> _WHAT THE TASK ASKS_: Exclude the pictures; give every entry again exactly as written.

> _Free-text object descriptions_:
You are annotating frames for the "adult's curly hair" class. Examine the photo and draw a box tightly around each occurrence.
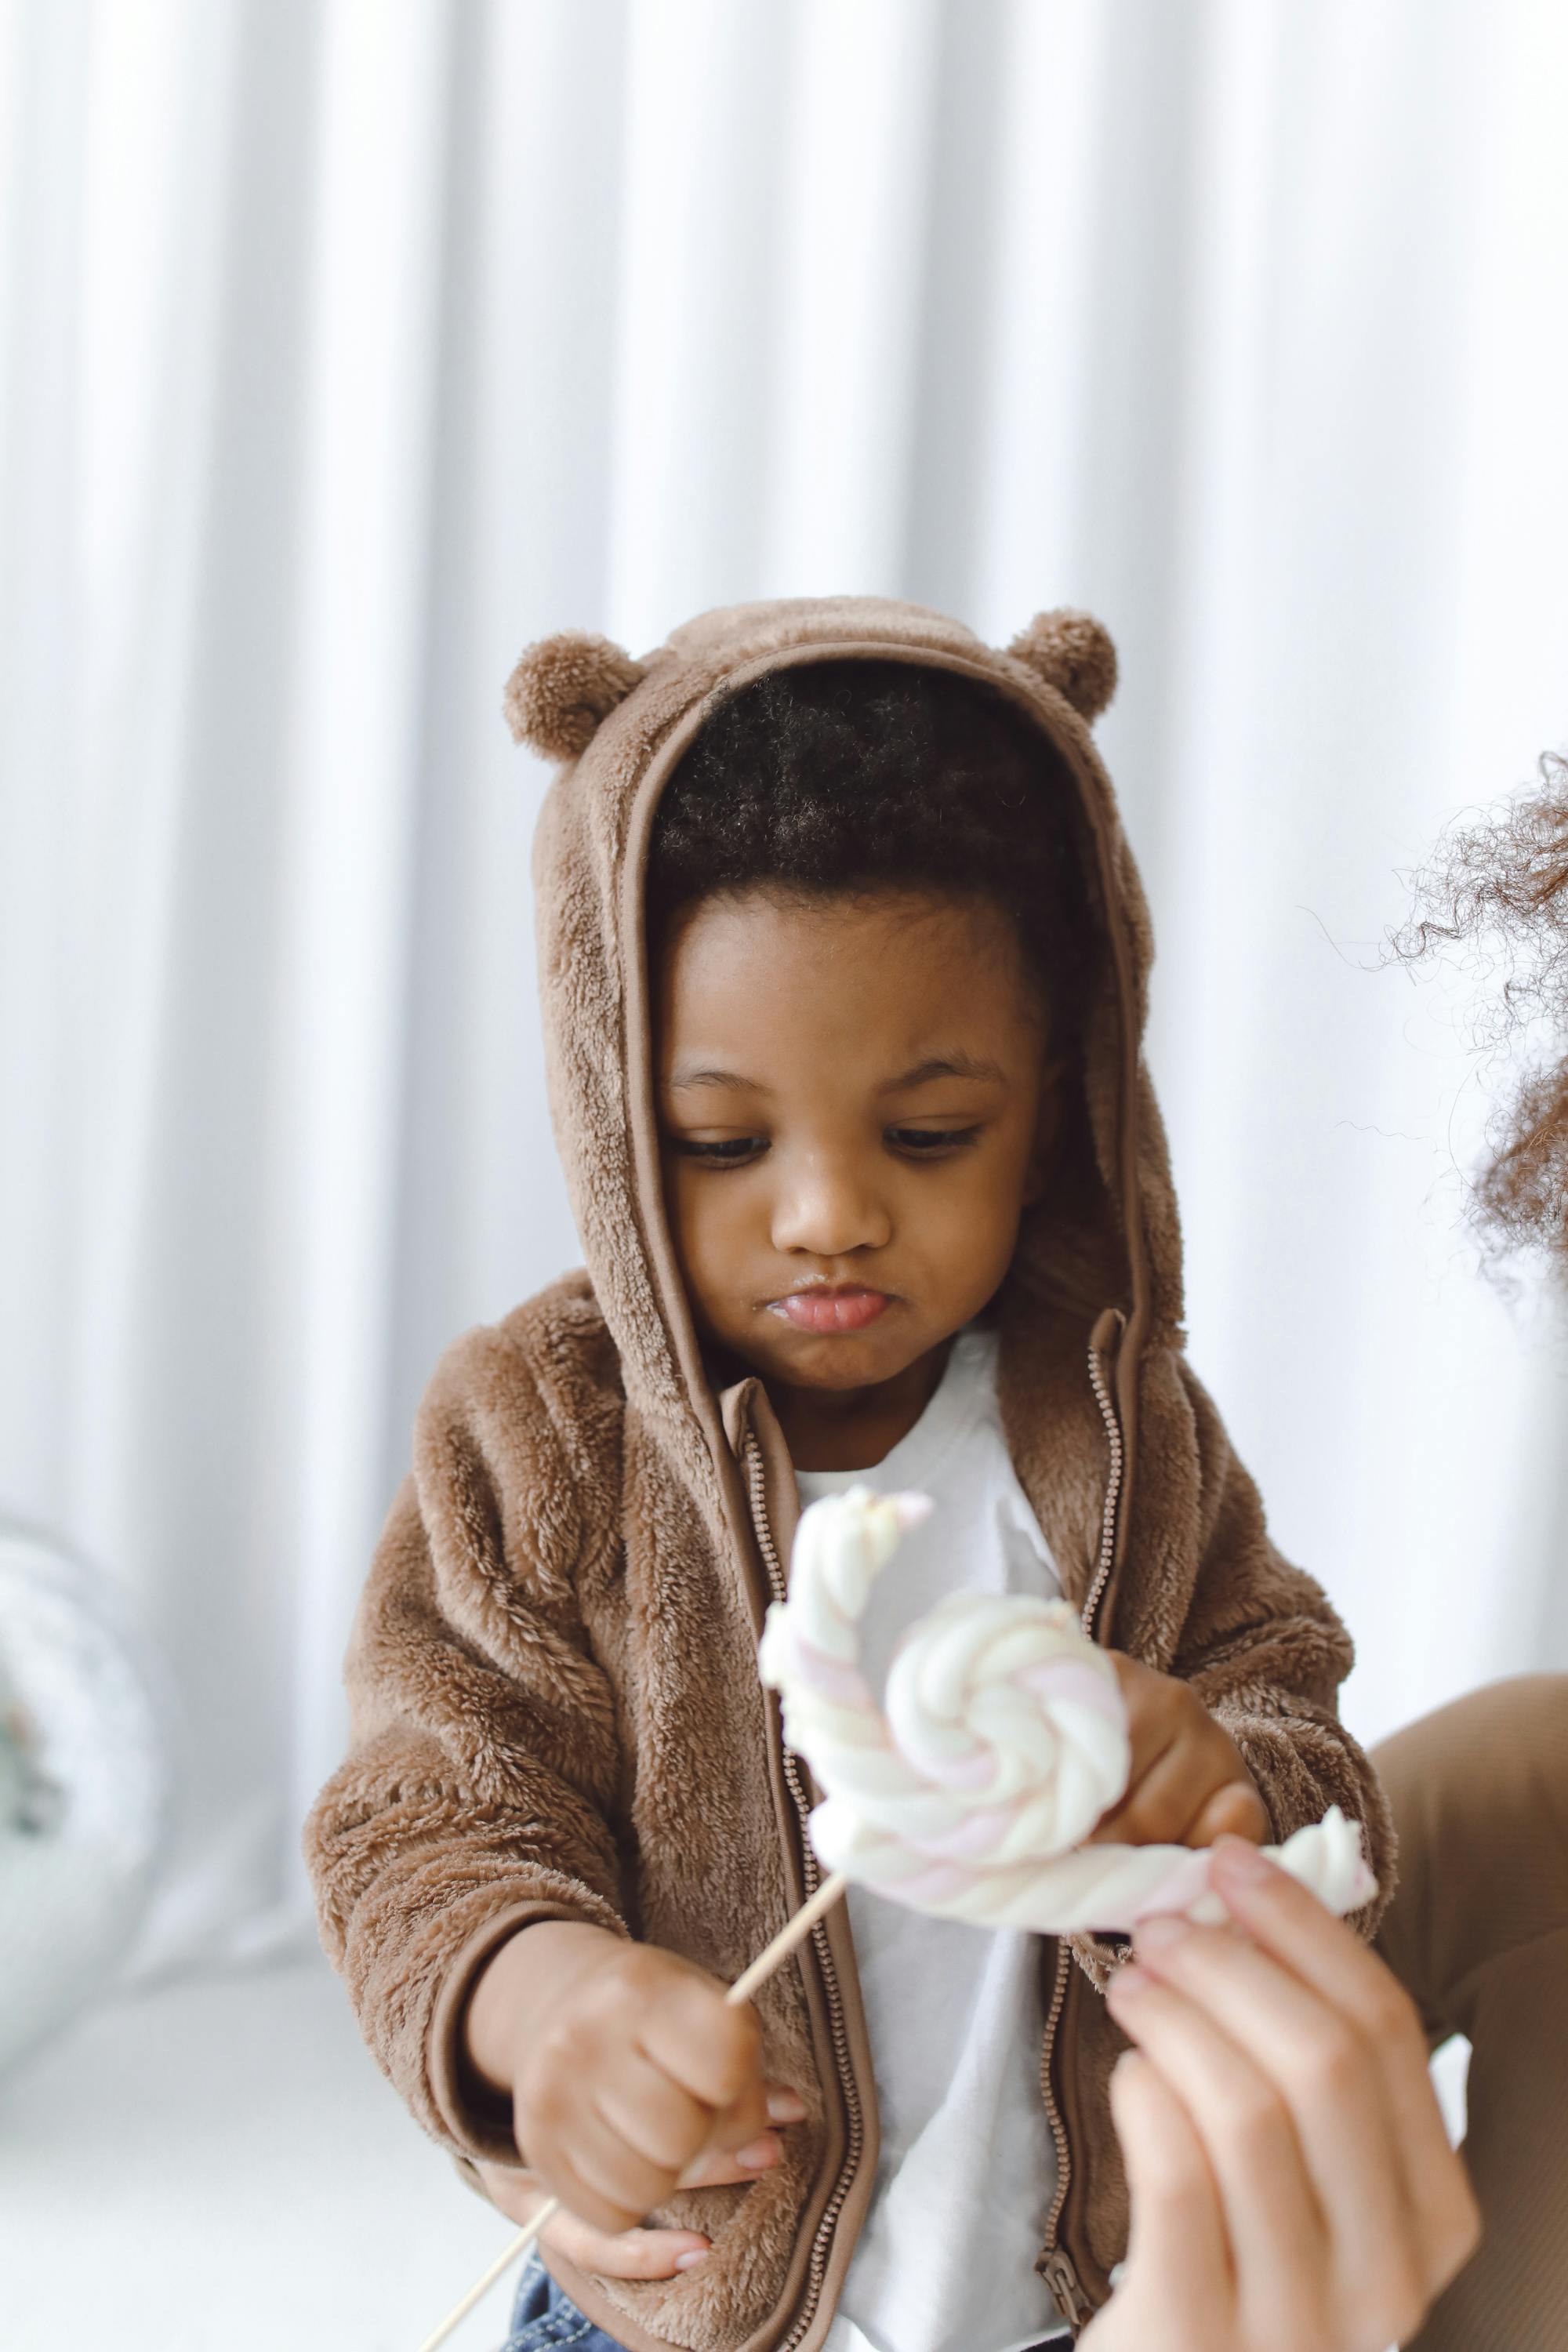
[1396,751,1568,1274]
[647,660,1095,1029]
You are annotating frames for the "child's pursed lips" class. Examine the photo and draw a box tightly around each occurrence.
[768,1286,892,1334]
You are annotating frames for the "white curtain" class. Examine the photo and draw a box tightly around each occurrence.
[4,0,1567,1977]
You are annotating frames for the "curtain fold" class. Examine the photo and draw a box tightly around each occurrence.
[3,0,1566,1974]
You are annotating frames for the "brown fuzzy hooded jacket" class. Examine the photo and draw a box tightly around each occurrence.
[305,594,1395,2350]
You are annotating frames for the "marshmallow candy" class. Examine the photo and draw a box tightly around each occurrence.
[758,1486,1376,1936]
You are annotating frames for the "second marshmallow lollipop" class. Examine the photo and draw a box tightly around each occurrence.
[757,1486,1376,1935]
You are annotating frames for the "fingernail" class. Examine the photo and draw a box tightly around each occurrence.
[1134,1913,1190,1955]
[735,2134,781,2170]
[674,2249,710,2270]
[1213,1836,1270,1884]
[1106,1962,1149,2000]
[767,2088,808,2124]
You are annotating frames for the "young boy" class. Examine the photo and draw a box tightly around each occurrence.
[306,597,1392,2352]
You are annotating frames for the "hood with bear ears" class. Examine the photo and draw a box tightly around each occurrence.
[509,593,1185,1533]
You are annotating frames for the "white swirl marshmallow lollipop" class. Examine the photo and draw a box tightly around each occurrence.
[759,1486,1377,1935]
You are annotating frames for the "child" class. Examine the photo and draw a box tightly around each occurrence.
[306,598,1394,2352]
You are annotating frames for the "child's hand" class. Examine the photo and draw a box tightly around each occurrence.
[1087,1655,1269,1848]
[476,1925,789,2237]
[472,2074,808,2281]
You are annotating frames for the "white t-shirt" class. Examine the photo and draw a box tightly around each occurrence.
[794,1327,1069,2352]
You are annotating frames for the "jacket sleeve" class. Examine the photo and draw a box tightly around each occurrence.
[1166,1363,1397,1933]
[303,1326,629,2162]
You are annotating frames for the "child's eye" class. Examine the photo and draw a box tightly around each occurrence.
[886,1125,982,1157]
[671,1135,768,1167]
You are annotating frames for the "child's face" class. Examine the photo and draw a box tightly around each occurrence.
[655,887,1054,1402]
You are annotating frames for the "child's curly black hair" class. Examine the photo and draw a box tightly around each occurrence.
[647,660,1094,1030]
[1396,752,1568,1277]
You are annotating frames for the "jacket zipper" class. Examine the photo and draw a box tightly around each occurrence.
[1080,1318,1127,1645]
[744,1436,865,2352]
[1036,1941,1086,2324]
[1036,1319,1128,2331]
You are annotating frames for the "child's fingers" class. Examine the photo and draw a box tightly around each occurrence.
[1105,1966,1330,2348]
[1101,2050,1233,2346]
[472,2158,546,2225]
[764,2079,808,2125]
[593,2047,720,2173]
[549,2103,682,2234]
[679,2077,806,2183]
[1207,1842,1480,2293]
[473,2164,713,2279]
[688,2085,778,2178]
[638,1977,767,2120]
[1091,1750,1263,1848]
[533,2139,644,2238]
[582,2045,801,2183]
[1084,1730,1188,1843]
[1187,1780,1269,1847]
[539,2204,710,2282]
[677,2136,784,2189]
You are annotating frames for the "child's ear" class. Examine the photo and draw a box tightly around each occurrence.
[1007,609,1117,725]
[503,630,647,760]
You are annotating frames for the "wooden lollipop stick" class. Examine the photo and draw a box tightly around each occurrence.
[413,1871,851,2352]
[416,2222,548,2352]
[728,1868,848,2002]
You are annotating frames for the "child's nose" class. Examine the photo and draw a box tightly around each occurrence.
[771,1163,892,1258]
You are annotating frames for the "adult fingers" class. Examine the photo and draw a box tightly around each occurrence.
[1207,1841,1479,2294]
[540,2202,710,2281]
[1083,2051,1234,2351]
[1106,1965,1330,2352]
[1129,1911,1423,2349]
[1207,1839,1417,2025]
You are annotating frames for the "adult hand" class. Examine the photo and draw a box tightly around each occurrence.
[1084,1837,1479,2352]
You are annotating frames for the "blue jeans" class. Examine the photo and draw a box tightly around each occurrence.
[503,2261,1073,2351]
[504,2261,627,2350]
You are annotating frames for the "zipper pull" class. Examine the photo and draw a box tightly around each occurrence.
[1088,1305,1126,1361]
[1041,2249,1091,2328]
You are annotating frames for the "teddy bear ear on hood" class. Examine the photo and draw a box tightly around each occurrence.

> _ANSWER BELOW_:
You are annotating frames for the "adult's curly hair" class. Examine the photo and draw a box tightly around each occurrence.
[1396,751,1568,1274]
[647,660,1095,1029]
You are annotating frames for the "child's pursed lips" class. Examine the photo and draw a box tightly around each occurrence.
[768,1286,892,1334]
You are annotating frames for the "white curtain" class. Examine the photo and draw a box tightly around each occurrence.
[4,0,1567,1977]
You are annotating frames for the "curtain fold" class. Examine the photo and draw a box tightly around each occurrence.
[3,0,1566,1974]
You are annotating frames for the "brown fuzzy hooded jacket" class. Examine the photo and draw a box tightly around each occurrence.
[305,594,1395,2350]
You are annotating frames for the "marshmallow candy" class. Examine the photo and draw a box tightly around each occurrence.
[758,1486,1376,1936]
You are annotating frames for the "second marshmallow lollipop" class. Examine the photo and draw a box tightly around each occurrence.
[757,1486,1376,1935]
You are annotating frames for the "fingernail" class. Examine the photo and draw a box tightly around each occurrence.
[1134,1913,1190,1955]
[735,2134,781,2170]
[674,2249,710,2270]
[1213,1836,1270,1884]
[1106,1962,1149,2000]
[767,2088,808,2124]
You are annotating frames for the "young boy" class. Examine the photo and draw a box tightly around each occurrence.
[306,597,1392,2352]
You are annotating frames for the "hood with bear ears" class. Examine the photo and draw a box tightly around each occurrence.
[509,593,1185,1533]
You are annotating frames for the "white swirl marshmallow lollipop" class. Examine the photo and draw a box tightly around each occurrence.
[759,1486,1377,1935]
You are annotating frames for the "child" class. Examine the photo and draw a box tightly around each occurrence.
[306,598,1394,2352]
You are annotating frames for the "child's hand" class. Examine the photo and draw a box tightly around each occurrence.
[1087,1655,1269,1848]
[476,1925,789,2237]
[472,2074,808,2281]
You are annotating frames for the "white t-shirt" class. Examine the photo and draw a box tightly around each occurrence.
[794,1327,1069,2352]
You are annotating frames for the "jacket sleeve" class. Examine the photo and draw a box tightly around each occurrence.
[1166,1363,1397,1933]
[303,1326,629,2162]
You are annotating frames for the "child's eye" class. Examine the photo and draw a box tightly around each occurrence.
[886,1125,982,1157]
[671,1135,768,1167]
You are annotating frames for the "child's face" class. Examine the photo and draw a box tightly around each occurrence.
[655,887,1054,1402]
You are annotating frames for the "child's curly black hair" class. Examine the photo and draw a box tightly around each occurrence.
[647,660,1094,1030]
[1396,752,1568,1277]
You are annotating frames for the "jacket zipper" class. Examine the photo and draw a box tightly around each occurrence.
[1080,1318,1127,1645]
[744,1436,865,2352]
[1036,1941,1086,2324]
[1036,1319,1128,2331]
You are annotating frames for the "child's fingers" class. Examine the photo and draw a box tightly around each occurrence.
[1105,1966,1330,2348]
[1101,2050,1233,2346]
[472,2158,546,2225]
[764,2079,808,2125]
[593,2047,720,2173]
[549,2103,682,2234]
[679,2077,806,2183]
[1207,1842,1480,2293]
[473,2164,713,2279]
[688,2085,778,2178]
[638,1977,767,2120]
[1091,1750,1263,1848]
[533,2139,644,2238]
[582,2045,801,2183]
[1084,1730,1188,1843]
[1187,1780,1269,1847]
[539,2204,710,2282]
[677,2136,784,2189]
You are annotating frames for the "child's ear" class. Examine the photo and draw a box tightly around each occurrence.
[1007,609,1117,725]
[503,630,647,760]
You are annotating frames for the "wooden lollipop stick" class. Examine the photo and draw a box tightly around each occurrence.
[413,1871,851,2352]
[416,2222,548,2352]
[728,1868,848,2002]
You are annotating frames for the "child's nose" class. Examine the photo and draw a box tightly around each occurrence.
[771,1163,892,1258]
You are annotating frames for the "adult fingers" class. Examine the photo and draw a box tightly around each occurrence.
[1207,1841,1479,2294]
[540,2202,710,2281]
[1083,2051,1234,2351]
[1106,1965,1330,2352]
[1129,1911,1423,2349]
[1207,1839,1417,2025]
You are annotating frames for the "adult hand" class. Examine the photo and draw a box tightly around each occurrence.
[1084,1837,1479,2352]
You are annotating frames for the "blue jeans" class. Examine the photo and draw a box tightly around each occurrence.
[503,2261,1073,2351]
[504,2261,627,2350]
You are annotating frames for the "zipper pull" class. Examine the photo and draw a box tightly around each occurrence.
[1088,1305,1126,1361]
[1041,2249,1091,2328]
You are annotating frames for the "teddy bear ear on hood" class. Examine the photo and draw a box tightly around each occurrence.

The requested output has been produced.